[Start INPUT DATA]

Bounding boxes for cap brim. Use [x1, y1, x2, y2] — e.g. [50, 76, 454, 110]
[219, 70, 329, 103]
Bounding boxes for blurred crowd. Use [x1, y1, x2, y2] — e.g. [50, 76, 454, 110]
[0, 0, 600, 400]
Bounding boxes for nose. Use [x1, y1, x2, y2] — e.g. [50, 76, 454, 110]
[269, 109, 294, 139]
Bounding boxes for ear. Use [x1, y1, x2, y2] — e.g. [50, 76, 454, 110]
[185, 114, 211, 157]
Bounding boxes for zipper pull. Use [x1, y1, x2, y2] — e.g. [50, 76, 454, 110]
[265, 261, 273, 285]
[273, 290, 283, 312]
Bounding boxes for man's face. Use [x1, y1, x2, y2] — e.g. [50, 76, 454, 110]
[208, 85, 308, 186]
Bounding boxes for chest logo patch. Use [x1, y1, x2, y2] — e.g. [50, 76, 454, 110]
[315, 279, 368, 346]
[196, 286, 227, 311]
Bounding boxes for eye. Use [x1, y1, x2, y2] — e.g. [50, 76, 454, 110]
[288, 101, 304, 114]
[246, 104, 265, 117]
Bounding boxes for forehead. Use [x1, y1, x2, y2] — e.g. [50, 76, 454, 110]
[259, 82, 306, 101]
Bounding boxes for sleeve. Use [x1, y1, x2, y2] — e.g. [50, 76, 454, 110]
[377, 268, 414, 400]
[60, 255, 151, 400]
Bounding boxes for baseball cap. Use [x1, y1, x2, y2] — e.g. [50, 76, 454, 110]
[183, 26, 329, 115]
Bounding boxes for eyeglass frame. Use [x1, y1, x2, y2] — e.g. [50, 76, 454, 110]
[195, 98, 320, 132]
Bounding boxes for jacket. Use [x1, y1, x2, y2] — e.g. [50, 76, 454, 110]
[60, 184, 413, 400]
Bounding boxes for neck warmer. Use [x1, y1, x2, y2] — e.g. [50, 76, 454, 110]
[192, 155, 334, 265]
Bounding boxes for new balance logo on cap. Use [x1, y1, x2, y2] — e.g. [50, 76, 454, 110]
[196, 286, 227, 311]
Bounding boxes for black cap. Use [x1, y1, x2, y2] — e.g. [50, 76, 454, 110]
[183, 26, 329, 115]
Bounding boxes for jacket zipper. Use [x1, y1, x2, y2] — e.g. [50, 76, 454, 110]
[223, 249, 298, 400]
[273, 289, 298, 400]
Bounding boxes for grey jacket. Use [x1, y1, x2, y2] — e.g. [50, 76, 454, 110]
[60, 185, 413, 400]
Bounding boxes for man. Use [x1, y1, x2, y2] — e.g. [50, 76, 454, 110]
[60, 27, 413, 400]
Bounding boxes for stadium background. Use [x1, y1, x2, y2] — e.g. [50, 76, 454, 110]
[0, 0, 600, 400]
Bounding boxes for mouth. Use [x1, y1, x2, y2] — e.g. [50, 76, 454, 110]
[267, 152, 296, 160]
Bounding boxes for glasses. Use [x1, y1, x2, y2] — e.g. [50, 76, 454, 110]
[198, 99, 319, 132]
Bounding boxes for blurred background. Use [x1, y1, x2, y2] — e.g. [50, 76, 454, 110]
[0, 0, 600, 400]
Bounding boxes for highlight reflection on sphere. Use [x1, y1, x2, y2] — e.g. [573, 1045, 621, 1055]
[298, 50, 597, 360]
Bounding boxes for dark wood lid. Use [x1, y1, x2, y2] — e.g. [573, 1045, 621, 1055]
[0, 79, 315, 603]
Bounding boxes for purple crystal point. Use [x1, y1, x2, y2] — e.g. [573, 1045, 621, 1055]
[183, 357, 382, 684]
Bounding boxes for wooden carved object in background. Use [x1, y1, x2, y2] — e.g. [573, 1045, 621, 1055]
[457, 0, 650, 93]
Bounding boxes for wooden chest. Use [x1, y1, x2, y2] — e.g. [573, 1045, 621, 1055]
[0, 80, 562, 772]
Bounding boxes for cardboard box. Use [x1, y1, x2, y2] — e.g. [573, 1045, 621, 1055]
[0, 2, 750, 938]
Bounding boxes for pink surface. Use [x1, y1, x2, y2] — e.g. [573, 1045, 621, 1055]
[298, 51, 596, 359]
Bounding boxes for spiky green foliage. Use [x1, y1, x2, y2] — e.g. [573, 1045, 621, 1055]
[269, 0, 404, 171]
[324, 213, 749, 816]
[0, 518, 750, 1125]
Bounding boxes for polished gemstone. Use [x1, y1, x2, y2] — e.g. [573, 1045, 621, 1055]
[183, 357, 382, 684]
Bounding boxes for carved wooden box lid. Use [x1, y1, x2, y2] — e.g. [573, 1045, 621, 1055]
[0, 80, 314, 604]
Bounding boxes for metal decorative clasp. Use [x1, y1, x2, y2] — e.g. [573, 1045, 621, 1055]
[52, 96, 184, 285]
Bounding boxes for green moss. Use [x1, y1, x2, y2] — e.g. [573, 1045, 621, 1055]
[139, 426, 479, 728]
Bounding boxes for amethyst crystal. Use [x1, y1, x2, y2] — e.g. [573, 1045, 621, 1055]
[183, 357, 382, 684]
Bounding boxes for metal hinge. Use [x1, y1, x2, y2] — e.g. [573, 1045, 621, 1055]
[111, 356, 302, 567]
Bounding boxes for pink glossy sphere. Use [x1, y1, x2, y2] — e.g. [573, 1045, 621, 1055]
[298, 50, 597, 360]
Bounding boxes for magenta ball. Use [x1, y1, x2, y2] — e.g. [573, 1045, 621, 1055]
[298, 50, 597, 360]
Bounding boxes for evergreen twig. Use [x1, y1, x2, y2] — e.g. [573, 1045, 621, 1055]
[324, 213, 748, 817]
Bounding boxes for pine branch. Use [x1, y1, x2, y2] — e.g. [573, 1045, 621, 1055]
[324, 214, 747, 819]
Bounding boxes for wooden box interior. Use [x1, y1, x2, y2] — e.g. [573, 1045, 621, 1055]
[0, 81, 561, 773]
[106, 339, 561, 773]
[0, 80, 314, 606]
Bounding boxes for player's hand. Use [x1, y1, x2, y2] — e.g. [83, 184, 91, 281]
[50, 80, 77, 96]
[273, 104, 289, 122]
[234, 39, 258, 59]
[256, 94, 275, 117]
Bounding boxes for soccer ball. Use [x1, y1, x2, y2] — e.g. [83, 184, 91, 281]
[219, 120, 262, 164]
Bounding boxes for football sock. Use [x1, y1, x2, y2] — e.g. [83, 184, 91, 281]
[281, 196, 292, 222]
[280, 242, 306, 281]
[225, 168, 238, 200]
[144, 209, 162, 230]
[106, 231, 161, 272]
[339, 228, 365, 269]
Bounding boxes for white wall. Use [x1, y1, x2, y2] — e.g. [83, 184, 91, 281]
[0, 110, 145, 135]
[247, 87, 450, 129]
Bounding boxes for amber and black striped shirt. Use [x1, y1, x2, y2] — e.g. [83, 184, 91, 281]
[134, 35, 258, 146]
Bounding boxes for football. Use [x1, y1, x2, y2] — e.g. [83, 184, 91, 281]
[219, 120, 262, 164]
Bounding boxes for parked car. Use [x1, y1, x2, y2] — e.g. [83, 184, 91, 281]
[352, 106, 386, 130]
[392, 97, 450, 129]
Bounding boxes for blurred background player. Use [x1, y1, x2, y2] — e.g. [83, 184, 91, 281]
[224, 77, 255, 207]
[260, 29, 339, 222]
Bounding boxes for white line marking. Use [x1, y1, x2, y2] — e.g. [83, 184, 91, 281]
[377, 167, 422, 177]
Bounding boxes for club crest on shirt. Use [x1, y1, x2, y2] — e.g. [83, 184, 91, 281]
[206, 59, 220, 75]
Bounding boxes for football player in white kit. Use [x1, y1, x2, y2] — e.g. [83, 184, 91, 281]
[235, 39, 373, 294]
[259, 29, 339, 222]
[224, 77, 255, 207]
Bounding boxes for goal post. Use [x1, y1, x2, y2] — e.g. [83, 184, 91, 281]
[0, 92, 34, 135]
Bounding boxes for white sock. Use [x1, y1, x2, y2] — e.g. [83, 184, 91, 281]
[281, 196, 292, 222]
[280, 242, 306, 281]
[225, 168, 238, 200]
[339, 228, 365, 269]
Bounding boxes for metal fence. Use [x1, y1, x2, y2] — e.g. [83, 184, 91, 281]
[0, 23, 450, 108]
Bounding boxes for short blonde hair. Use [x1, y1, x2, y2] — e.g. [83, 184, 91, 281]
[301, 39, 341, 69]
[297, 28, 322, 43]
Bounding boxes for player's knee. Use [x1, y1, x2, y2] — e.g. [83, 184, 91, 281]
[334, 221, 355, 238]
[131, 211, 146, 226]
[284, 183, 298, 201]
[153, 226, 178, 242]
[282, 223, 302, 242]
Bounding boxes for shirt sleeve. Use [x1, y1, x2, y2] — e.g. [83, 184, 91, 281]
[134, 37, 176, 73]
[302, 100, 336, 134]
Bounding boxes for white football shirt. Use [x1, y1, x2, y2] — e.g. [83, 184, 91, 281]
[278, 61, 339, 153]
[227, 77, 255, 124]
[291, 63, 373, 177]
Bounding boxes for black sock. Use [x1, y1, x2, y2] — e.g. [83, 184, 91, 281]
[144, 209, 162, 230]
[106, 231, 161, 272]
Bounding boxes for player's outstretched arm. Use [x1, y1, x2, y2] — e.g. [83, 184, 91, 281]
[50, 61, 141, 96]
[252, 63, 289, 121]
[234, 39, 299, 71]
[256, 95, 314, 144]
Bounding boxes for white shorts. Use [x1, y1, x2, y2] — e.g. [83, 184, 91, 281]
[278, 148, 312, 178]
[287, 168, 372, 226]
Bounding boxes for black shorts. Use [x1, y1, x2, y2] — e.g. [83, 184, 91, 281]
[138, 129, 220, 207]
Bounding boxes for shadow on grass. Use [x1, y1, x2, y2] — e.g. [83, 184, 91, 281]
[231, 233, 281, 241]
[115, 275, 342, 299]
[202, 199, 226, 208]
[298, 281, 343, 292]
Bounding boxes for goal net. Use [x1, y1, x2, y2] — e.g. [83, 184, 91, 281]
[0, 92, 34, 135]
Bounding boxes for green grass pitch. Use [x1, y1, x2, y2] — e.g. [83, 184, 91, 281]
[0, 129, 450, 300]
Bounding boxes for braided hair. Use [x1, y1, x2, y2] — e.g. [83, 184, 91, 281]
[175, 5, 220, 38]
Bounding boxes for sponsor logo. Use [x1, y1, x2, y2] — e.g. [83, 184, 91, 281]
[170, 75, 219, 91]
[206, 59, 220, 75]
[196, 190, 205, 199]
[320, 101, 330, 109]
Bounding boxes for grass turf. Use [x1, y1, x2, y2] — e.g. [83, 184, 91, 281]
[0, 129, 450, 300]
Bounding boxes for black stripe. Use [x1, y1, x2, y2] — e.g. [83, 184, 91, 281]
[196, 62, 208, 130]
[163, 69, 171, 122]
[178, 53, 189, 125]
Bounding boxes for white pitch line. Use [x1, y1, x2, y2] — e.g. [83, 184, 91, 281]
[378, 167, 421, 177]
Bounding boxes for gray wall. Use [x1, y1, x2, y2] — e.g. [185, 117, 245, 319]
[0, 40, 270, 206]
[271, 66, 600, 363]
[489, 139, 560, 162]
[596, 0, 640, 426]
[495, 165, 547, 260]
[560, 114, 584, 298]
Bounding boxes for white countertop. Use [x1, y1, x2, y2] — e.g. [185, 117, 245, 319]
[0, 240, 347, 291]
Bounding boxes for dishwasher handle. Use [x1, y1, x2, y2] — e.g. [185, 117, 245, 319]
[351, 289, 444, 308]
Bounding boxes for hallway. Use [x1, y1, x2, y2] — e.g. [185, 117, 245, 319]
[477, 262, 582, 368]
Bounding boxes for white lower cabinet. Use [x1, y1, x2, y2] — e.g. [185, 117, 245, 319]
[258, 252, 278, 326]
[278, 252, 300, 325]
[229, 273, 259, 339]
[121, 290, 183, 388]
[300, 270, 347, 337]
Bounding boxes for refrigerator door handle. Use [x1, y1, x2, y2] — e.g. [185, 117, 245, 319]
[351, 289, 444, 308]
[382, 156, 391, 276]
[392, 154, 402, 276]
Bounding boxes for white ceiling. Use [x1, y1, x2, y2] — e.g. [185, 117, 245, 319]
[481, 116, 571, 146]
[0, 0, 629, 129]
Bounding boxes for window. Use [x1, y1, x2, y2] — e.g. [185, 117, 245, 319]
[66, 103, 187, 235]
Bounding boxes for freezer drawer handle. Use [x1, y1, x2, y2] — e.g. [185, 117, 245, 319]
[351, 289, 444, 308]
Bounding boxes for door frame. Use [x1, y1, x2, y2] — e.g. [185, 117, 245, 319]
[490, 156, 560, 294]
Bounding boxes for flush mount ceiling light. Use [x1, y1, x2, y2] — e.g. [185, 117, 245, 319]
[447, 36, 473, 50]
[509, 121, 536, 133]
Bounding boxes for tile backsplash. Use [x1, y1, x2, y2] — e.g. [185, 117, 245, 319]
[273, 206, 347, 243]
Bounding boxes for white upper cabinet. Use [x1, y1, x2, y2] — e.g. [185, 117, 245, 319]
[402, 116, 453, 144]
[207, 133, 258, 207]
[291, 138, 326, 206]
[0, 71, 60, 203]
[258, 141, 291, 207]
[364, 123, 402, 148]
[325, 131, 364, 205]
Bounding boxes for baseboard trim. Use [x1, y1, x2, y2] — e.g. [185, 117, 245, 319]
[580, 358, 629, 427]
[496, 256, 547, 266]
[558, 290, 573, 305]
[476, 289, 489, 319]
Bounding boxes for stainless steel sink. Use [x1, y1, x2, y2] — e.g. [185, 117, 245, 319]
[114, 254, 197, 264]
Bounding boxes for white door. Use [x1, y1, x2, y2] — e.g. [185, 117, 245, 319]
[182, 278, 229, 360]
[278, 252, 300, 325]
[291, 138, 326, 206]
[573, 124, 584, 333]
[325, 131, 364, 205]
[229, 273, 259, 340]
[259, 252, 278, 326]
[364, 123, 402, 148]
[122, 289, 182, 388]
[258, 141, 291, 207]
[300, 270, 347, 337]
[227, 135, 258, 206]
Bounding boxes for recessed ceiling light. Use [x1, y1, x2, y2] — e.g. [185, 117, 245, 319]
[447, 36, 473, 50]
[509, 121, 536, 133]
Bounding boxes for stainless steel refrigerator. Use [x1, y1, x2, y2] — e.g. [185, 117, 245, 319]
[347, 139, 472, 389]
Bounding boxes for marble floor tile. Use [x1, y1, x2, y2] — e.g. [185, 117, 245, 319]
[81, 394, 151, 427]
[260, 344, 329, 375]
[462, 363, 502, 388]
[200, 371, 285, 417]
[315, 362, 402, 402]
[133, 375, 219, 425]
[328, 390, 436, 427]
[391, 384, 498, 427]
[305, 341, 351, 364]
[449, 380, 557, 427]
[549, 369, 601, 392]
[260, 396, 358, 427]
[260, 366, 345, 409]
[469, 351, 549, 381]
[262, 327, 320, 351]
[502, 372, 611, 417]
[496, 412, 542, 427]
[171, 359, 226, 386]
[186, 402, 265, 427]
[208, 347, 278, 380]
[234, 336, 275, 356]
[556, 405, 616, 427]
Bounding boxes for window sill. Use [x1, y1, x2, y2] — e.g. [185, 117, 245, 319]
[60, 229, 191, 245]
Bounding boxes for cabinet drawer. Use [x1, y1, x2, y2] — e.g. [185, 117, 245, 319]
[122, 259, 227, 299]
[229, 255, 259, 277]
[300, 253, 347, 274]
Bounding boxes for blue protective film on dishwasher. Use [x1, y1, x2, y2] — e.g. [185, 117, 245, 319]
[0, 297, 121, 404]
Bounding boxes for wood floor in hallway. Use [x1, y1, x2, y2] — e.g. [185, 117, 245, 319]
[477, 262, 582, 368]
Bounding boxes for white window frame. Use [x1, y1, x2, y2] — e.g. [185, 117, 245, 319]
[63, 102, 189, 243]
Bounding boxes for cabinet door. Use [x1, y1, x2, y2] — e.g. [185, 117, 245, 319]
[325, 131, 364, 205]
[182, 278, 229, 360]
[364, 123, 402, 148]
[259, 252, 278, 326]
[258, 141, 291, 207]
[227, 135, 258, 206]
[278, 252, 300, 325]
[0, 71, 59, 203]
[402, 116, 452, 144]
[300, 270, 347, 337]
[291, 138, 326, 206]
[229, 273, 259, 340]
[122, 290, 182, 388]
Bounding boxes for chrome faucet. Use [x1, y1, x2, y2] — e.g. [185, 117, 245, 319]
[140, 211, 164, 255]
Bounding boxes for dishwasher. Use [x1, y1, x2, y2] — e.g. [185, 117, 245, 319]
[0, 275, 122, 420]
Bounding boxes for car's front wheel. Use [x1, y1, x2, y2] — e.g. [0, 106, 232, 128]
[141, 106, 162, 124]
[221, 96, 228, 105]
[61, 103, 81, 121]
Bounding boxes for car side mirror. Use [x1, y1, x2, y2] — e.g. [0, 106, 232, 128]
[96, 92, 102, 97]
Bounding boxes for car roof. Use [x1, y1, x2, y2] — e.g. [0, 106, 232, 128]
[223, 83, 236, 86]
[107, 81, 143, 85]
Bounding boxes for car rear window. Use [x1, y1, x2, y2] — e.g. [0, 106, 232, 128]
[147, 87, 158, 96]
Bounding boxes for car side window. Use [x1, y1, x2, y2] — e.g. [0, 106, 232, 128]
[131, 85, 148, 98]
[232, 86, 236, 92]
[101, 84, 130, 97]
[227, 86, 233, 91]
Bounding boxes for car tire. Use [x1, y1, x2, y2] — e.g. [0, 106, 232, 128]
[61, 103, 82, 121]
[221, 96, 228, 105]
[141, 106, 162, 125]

[End INPUT DATA]

**WHAT IS EXPECTED**
Retype the lines without any change, starting at the first line of the source records and ending at the line that contains "[60, 185, 413, 400]", with both of those lines included.

**EXERCISE RESPONSE**
Bounding boxes for cap brim. Use [x1, y1, x2, y2] — e.g. [50, 76, 454, 110]
[219, 70, 329, 103]
Bounding boxes for blurred crowd. Use [x1, y1, x2, y2] — e.g. [50, 76, 454, 110]
[0, 0, 600, 400]
Bounding boxes for nose. Use [x1, y1, x2, y2] — e.g. [50, 76, 454, 110]
[269, 109, 294, 139]
Bounding boxes for ear. Use [x1, y1, x2, y2] — e.g. [50, 76, 454, 110]
[185, 114, 211, 157]
Bounding boxes for zipper pull. Use [x1, y1, x2, y2] — e.g. [50, 76, 454, 110]
[265, 261, 273, 285]
[273, 290, 283, 312]
Bounding boxes for man's face. Use [x1, y1, x2, y2] — e.g. [50, 76, 454, 110]
[208, 85, 308, 186]
Bounding boxes for chest logo patch. Use [x1, y1, x2, y2] — e.g. [50, 76, 454, 110]
[315, 279, 368, 346]
[196, 286, 227, 311]
Bounding boxes for eye. Use [x1, y1, x2, y2] — e.g. [50, 76, 454, 110]
[288, 101, 304, 114]
[246, 104, 265, 117]
Bounding boxes for forehead. Use [x1, y1, x2, y2] — e.g. [50, 76, 454, 110]
[259, 82, 306, 101]
Bounding boxes for sleeve. Use [x1, y1, x2, y2] — e.g. [50, 76, 454, 110]
[377, 268, 414, 400]
[60, 255, 151, 400]
Bounding boxes for baseball cap. Use [x1, y1, x2, y2] — e.g. [50, 76, 454, 110]
[183, 26, 329, 115]
Bounding boxes for eyeglass frame. Use [x1, y1, x2, y2] — e.g. [50, 76, 454, 110]
[195, 98, 320, 132]
Bounding boxes for jacket. Use [x1, y1, x2, y2] — e.g. [50, 76, 454, 110]
[60, 184, 413, 400]
Bounding boxes for neck warmer. Use [x1, y1, x2, y2] — e.g. [50, 76, 454, 110]
[192, 155, 334, 265]
Bounding boxes for new balance logo on cap. Use [x1, y1, x2, y2] — e.g. [50, 76, 454, 110]
[196, 286, 227, 311]
Bounding boxes for black cap. Use [x1, y1, x2, y2] — e.g. [50, 76, 454, 110]
[183, 26, 329, 115]
Bounding boxes for jacket zipper. Use [x1, y1, x2, y2] — e.g. [50, 76, 454, 110]
[223, 249, 298, 400]
[273, 289, 298, 400]
Bounding boxes for grey jacket. Use [x1, y1, x2, y2] — e.g. [50, 76, 454, 110]
[60, 185, 413, 400]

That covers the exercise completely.